■ WHAT TO DO ■
Make an exact copy of the listing below.

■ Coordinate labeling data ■
Start
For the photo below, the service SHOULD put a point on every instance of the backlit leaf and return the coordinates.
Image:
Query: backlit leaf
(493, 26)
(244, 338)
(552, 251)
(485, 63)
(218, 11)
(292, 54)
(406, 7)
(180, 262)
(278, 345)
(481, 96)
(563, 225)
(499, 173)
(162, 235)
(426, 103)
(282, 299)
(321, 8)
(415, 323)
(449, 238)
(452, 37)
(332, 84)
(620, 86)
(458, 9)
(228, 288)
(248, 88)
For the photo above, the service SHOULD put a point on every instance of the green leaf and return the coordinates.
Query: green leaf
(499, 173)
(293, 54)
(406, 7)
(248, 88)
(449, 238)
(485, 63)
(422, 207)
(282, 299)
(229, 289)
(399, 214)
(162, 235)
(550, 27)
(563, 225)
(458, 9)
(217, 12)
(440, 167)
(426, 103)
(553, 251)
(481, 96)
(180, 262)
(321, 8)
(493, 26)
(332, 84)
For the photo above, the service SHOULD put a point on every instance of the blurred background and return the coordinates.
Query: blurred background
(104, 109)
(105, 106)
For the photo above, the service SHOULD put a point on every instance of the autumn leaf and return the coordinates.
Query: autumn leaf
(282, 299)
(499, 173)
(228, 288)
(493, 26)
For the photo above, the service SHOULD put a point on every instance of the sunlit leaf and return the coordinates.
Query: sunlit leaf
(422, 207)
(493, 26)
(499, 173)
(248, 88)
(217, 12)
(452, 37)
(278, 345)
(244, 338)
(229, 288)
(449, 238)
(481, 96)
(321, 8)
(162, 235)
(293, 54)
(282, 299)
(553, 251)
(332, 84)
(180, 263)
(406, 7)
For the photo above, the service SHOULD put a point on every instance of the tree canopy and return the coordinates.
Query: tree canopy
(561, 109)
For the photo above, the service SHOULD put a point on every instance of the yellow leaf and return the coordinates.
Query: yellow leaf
End
■ SOLUTION FOR THIS TASK ■
For the photo below, the service SHOULD put a point on every instance of the backlit leaf and return the coordinates.
Image:
Query: backlit leaf
(493, 26)
(244, 338)
(552, 251)
(485, 63)
(218, 11)
(292, 54)
(406, 7)
(180, 262)
(278, 345)
(481, 96)
(563, 225)
(499, 173)
(162, 235)
(426, 103)
(282, 299)
(321, 8)
(415, 323)
(449, 238)
(452, 37)
(332, 84)
(620, 86)
(458, 9)
(228, 288)
(248, 88)
For the photo above, the service SHOULD put a point on every instance of the green leaf and return the coordinates.
Query: green leaf
(499, 173)
(293, 54)
(406, 7)
(248, 88)
(449, 238)
(485, 63)
(422, 207)
(282, 299)
(229, 289)
(399, 214)
(162, 235)
(550, 27)
(563, 225)
(458, 9)
(217, 12)
(440, 167)
(426, 103)
(553, 251)
(481, 96)
(180, 262)
(321, 8)
(493, 26)
(332, 84)
For the photo above, the service SHOULD put a point on every instance of the blurred background and return the coordinates.
Query: blurred background
(104, 109)
(105, 106)
For the photo above, the service SHOULD put a point on every instance of the autumn leaf and return the coordinates.
Query: autumn leaf
(282, 299)
(499, 173)
(228, 288)
(493, 26)
For the photo above, the service SHOULD put a point on every instance of the sunlit leaf and return the coordinates.
Query: sunlit leaf
(422, 207)
(493, 26)
(499, 173)
(248, 88)
(217, 12)
(452, 37)
(278, 345)
(244, 338)
(229, 288)
(449, 238)
(481, 96)
(321, 8)
(162, 235)
(293, 54)
(282, 299)
(553, 251)
(332, 84)
(180, 263)
(406, 7)
For the photo above, the service SHOULD put a point on every instance of the tree canopy and return the coordinates.
Query: tree canopy
(561, 109)
For the photo above, the service SHOULD put a point on every instance of the yellow leaf and return the coordinates.
Query: yellow leaf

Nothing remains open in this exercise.